> GIVEN REQUEST 1: Which topic codes does the exam question page list, and what title does it give each one?

Home / IB Mathematics SL 1.2 Arithmetic Sequences & Series AA SL Paper 2- Exam Style Questions

IB Mathematics SL 1.2 Arithmetic Sequences & Series AA SL Paper 2- Exam Style Questions- New Syllabus

IB DP Maths AA SL Paper 2 - All Topics

Question

Standard playing cards are used to construct a multi-level pyramid consisting of \( n \) levels (\( n \geq 1 \)). The structure is composed of cards angled at \( 60^\circ \) to each other and horizontal cards that support higher levels. Let \( t_n \) represent the total quantity of cards required to build a pyramid with \( n \) levels.
The diagrams below illustrate pyramids with n = 1, n = 2, and n = 3 levels.
Pyramid stacks for levels 1, 2, and 3
 
(a) State the value of \( t_3 \).
(b) Calculate \( t_4 \).
(c) Prove that the general formula for the total number of cards is \( t_n = \frac{n(3n+1)}{2} \).
(d) A builder has 14 complete decks of cards (each containing 52 cards). Determine the maximum number of full levels that can be constructed.
(e) Find the smallest number of levels required such that the total number of cards used is an exact multiple of 52 (a full deck).
(f) Each card has a length of 88 mm. Assuming the thickness of the cards is negligible,
Individual card dimensions
 
calculate the minimum number of cards needed to construct a complete pyramid with a vertical height of more than 2 metres.

Most-appropriate topic codes (Mathematics: analysis and approaches guide):

SL 1.2: Arithmetic sequences and series — Part a, b, c
SL 1.4: Applications of arithmetic sequences and series — Part d, e, f
SL 3.2: Use of trigonometry to find unknown sides in right-angled triangles — Part f
▶️ Answer/Explanation

(a)

> THE DATA:
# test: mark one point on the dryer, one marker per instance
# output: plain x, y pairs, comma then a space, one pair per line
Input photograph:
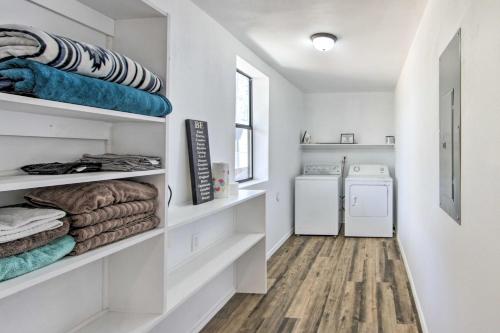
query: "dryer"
317, 200
369, 201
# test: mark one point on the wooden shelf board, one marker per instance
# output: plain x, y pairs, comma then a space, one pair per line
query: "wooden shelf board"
182, 215
70, 263
17, 103
189, 278
345, 146
24, 181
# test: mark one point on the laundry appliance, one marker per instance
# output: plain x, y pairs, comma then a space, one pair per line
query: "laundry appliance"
369, 201
317, 199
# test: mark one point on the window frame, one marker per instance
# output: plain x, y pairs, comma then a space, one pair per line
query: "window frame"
248, 127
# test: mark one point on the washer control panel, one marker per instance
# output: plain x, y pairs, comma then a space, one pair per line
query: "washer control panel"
322, 169
368, 170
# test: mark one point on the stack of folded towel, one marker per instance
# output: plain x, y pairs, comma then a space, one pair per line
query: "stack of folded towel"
114, 162
31, 238
101, 213
94, 163
42, 65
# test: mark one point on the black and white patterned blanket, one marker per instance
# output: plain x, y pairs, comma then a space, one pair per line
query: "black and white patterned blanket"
19, 41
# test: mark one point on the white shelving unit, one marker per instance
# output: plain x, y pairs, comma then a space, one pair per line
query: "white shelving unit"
121, 287
244, 247
185, 281
179, 216
329, 146
126, 286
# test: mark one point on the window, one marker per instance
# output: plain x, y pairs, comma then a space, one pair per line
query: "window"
244, 130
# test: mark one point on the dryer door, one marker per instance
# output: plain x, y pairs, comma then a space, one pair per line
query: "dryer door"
368, 200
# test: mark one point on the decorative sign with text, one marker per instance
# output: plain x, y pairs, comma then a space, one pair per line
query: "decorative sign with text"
199, 161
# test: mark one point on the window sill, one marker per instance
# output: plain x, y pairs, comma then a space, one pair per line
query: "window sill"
251, 183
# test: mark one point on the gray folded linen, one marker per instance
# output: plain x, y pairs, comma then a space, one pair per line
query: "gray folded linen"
115, 162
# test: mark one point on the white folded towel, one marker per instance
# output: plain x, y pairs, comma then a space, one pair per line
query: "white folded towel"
20, 222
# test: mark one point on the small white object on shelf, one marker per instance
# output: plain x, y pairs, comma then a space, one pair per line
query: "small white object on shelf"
182, 215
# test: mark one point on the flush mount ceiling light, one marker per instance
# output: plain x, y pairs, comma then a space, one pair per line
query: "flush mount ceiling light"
323, 41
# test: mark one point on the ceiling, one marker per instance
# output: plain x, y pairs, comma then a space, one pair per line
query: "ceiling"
374, 38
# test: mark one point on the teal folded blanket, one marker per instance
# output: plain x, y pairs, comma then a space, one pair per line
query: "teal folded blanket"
29, 261
42, 81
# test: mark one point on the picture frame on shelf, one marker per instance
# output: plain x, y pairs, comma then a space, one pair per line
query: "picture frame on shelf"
347, 138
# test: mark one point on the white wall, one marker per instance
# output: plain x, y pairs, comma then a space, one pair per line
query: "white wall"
455, 268
370, 116
202, 86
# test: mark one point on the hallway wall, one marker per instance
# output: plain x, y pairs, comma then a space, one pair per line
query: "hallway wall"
455, 268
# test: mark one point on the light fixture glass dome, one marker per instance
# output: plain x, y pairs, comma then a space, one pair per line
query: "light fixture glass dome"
323, 41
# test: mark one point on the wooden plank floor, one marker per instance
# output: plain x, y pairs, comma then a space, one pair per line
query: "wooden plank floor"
327, 284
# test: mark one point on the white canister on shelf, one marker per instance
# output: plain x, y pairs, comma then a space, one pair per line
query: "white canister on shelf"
220, 178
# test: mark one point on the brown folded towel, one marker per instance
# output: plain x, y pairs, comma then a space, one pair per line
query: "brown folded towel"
86, 197
32, 242
112, 212
82, 234
116, 235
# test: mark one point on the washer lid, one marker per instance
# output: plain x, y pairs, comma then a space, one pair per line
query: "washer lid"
322, 169
317, 177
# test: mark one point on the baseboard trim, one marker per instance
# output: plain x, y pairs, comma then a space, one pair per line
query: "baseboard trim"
413, 289
213, 311
276, 246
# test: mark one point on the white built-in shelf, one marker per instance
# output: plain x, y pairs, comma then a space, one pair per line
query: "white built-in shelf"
188, 213
70, 263
345, 146
24, 181
190, 277
118, 322
25, 104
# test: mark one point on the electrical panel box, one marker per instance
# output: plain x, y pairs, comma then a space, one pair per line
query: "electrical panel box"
450, 128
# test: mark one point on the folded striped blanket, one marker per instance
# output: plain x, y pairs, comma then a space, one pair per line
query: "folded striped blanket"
19, 41
114, 162
41, 81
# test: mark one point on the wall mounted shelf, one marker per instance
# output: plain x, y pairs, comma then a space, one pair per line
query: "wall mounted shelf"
38, 106
192, 276
329, 146
68, 264
179, 216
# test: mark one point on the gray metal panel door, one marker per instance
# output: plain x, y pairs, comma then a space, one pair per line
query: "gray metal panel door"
449, 128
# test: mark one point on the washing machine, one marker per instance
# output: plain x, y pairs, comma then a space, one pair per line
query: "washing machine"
317, 200
368, 201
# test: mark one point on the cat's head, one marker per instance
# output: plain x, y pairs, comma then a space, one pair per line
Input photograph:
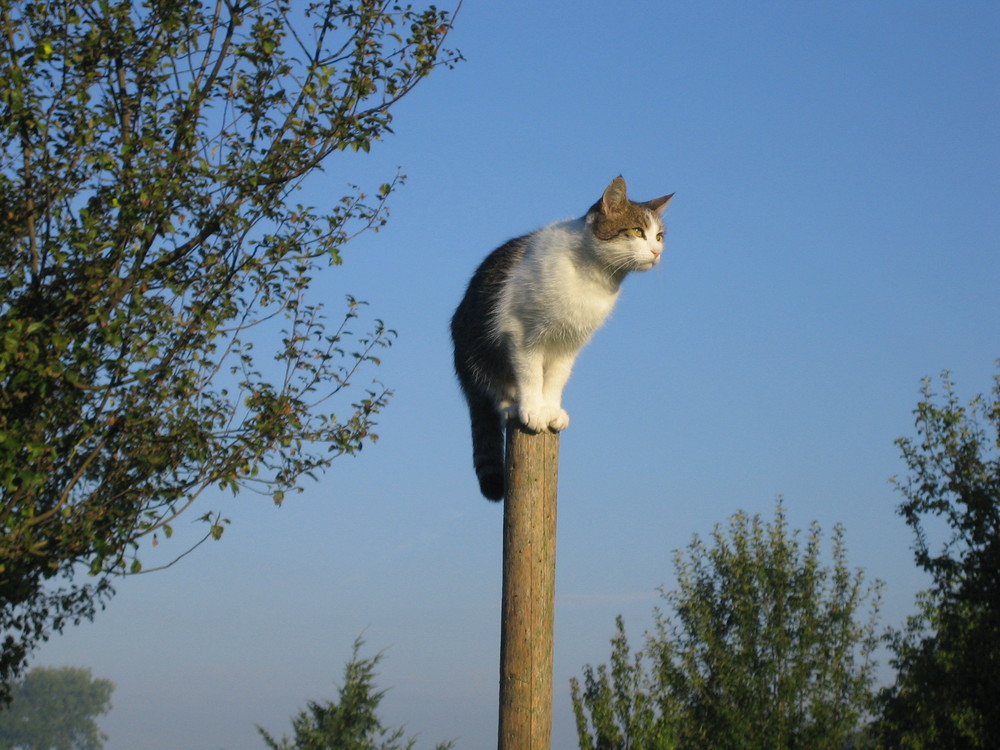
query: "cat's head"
628, 236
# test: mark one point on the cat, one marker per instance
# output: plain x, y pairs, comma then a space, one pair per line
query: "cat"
531, 307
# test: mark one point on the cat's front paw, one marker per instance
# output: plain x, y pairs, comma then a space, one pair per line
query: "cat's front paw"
543, 418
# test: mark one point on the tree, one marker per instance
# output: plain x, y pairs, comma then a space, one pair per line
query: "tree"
147, 227
350, 723
948, 656
56, 709
764, 649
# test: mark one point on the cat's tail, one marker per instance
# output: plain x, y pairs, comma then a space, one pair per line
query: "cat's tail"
487, 447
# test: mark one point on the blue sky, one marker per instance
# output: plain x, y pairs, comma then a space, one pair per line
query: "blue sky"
834, 238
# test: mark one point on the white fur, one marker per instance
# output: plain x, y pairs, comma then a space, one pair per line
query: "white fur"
560, 292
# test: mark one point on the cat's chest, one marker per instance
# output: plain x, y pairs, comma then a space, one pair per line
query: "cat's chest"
557, 301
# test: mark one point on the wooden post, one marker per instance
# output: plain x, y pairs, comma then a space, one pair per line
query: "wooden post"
529, 565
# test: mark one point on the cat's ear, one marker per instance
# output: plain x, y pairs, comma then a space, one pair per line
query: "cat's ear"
658, 204
614, 199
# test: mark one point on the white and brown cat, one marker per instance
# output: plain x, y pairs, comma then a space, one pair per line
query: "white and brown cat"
530, 308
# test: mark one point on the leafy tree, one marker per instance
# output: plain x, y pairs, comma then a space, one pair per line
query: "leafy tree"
948, 657
150, 153
351, 722
56, 709
764, 649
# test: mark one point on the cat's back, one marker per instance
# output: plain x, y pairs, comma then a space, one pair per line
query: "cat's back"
485, 287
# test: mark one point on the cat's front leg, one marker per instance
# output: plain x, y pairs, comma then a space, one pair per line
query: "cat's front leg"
557, 370
532, 410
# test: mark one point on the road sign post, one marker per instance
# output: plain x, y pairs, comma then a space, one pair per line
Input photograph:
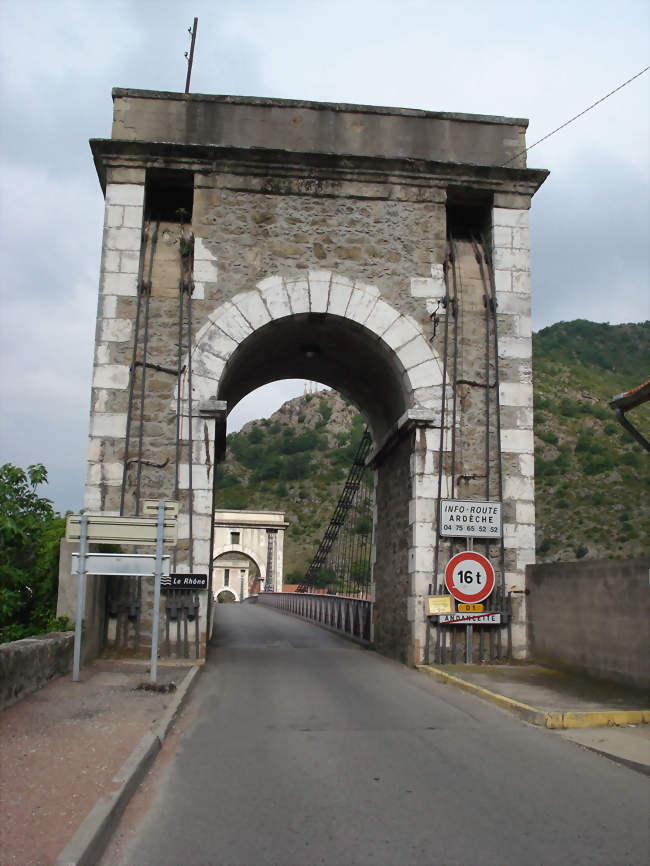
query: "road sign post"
156, 593
81, 580
104, 528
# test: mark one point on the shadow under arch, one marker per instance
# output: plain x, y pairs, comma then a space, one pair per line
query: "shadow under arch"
324, 348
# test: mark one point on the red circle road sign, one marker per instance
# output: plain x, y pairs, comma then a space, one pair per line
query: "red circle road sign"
469, 576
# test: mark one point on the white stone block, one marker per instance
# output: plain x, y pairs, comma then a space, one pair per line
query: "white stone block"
114, 376
414, 353
203, 387
514, 347
206, 364
92, 498
125, 193
201, 549
123, 239
521, 282
360, 306
133, 217
424, 287
518, 488
517, 441
520, 535
274, 294
203, 502
512, 304
202, 252
102, 354
424, 486
527, 465
115, 330
110, 261
319, 289
298, 292
511, 260
94, 452
513, 217
424, 375
108, 307
502, 236
523, 327
421, 558
108, 425
422, 510
233, 323
206, 271
515, 394
217, 342
525, 512
129, 262
339, 297
113, 216
382, 317
428, 398
400, 333
521, 238
200, 478
502, 282
251, 306
525, 556
101, 400
122, 285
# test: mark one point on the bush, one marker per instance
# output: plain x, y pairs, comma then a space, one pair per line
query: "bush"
30, 536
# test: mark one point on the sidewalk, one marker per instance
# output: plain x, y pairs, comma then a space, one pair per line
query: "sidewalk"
610, 719
71, 752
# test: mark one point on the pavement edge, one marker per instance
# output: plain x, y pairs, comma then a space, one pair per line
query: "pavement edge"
535, 716
92, 836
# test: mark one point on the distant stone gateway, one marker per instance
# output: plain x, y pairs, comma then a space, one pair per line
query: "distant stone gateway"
383, 252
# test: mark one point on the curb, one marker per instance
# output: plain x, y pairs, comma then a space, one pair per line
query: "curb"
553, 720
89, 842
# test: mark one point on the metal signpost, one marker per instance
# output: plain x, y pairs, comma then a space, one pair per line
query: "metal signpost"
469, 576
108, 529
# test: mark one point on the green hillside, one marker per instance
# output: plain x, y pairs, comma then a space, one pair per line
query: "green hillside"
593, 479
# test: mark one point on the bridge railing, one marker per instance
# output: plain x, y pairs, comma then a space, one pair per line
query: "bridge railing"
349, 616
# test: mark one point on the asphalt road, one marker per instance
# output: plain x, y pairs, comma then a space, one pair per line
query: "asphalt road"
298, 748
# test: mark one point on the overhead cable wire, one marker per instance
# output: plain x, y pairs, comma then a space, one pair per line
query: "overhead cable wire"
575, 117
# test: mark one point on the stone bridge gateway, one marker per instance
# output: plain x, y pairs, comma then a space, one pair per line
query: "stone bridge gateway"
250, 240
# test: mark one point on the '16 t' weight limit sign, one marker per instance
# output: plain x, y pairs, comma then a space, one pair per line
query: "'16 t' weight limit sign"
469, 576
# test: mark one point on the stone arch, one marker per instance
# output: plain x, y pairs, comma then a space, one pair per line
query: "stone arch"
229, 589
332, 305
325, 327
219, 551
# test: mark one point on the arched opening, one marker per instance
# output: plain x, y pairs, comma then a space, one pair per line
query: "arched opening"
323, 348
237, 572
327, 329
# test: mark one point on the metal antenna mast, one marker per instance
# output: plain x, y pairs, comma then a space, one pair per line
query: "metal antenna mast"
190, 56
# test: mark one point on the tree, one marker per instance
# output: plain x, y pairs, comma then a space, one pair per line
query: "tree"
30, 534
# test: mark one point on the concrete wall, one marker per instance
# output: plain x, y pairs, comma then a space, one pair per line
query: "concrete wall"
592, 615
313, 127
27, 664
94, 601
320, 247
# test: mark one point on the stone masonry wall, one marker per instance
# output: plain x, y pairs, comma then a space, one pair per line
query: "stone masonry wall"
361, 240
593, 616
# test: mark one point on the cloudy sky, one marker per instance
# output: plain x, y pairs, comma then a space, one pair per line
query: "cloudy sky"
542, 60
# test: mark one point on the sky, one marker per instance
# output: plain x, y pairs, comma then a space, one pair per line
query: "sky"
59, 59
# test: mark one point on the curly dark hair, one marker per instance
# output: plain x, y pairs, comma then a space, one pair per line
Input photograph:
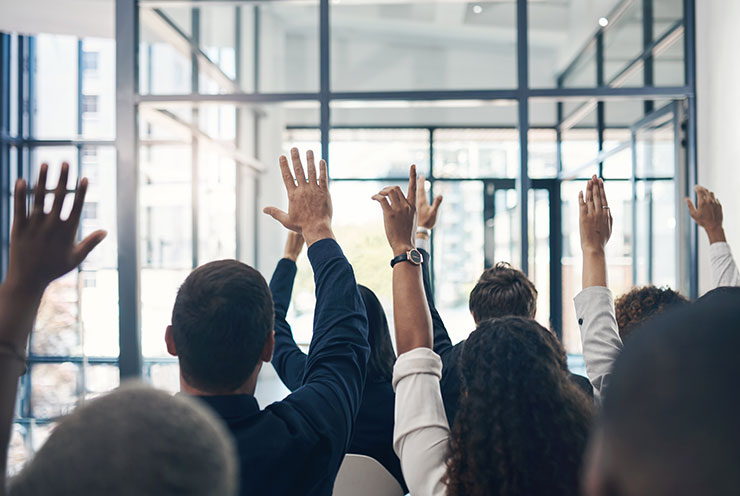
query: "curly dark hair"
503, 291
523, 424
641, 304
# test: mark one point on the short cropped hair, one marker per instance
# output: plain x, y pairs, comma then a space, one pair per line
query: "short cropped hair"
503, 291
641, 304
670, 417
135, 440
222, 317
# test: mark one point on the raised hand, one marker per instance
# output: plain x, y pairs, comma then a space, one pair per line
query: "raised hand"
293, 246
309, 202
596, 229
427, 213
43, 245
595, 217
707, 213
399, 214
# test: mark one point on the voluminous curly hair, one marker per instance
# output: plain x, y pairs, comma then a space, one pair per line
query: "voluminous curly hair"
641, 304
523, 425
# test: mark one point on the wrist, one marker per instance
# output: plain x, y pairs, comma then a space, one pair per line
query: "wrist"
317, 232
401, 248
716, 234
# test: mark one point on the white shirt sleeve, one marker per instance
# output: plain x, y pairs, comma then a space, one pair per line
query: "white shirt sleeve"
599, 334
724, 270
421, 433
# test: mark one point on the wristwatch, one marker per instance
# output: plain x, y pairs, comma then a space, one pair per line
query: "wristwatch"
413, 256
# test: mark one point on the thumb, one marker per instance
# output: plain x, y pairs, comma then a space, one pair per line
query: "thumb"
278, 215
87, 245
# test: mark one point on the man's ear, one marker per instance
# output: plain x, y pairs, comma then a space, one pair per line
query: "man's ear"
268, 348
170, 340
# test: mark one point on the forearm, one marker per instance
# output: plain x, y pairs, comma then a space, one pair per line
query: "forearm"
18, 309
594, 268
411, 313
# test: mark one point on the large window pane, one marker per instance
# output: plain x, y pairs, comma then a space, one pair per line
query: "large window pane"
367, 153
434, 45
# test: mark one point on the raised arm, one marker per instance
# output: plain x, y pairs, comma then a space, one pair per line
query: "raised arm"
288, 359
421, 433
335, 368
427, 219
595, 304
42, 248
708, 214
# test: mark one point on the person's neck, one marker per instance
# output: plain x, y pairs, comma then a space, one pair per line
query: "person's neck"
247, 388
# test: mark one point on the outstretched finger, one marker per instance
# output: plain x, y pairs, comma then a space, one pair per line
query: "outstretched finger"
287, 175
87, 245
692, 208
602, 192
396, 195
383, 202
311, 165
411, 195
295, 157
437, 202
39, 192
590, 196
596, 196
19, 215
323, 175
74, 216
421, 192
60, 193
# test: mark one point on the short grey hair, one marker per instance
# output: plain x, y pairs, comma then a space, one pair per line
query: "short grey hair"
135, 440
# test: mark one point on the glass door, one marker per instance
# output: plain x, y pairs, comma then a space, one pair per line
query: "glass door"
660, 224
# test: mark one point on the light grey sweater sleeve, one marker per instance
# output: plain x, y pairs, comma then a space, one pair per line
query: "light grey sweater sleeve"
421, 433
724, 270
599, 334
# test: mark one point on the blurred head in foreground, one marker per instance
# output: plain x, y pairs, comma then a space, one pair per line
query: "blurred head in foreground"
670, 423
135, 440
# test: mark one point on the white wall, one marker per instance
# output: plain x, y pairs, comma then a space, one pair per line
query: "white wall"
718, 100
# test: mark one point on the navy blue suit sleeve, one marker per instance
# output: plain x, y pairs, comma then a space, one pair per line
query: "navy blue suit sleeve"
334, 376
442, 341
288, 359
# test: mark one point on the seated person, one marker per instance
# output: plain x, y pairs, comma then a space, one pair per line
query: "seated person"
222, 332
135, 440
373, 434
595, 309
640, 304
501, 291
669, 426
523, 424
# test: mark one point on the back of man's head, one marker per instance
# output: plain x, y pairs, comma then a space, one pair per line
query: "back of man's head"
222, 317
641, 304
135, 440
503, 291
670, 420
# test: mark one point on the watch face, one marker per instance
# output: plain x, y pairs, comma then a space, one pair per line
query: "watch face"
415, 257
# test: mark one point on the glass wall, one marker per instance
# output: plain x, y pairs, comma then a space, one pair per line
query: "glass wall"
506, 123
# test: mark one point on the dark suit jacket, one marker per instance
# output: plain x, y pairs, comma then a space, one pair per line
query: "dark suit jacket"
450, 383
373, 435
296, 446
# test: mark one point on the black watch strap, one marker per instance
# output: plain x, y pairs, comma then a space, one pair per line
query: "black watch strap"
412, 256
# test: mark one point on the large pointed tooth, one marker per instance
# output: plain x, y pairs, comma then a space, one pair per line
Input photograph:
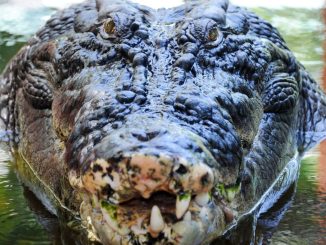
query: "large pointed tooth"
187, 216
156, 222
202, 198
182, 204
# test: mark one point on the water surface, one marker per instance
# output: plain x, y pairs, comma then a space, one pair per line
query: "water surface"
22, 217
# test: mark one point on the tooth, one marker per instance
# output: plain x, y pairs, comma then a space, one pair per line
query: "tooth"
202, 199
156, 222
182, 204
187, 216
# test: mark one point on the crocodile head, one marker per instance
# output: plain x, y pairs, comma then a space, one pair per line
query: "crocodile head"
173, 121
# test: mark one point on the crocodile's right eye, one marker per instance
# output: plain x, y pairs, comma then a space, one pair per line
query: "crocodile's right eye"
109, 26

> GIVEN REQUEST 2: Can you return the lines of the records verbatim, starting at the line that contains "# test: mark one point on the crocodile head, one" and ending at the last line of the records?

> EXERCISE SOLUTION 1:
SL 1.2: Arithmetic sequences and series
SL 1.4: Applications of arithmetic sequences and series
SL 3.2: Use of trigonometry to find unknown sides in right-angled triangles

> EXERCISE SOLUTION 2:
# test: mark one point on the crocodile head, one marker per instance
# output: plain x, y pairs, comma then a space, one pair per line
query: "crocodile head"
173, 121
# test: mark one point on the crocodile's right eye, one marker per instance
# output: plain x, y pairs, comma then a space, one pair per line
query: "crocodile's right eye"
109, 26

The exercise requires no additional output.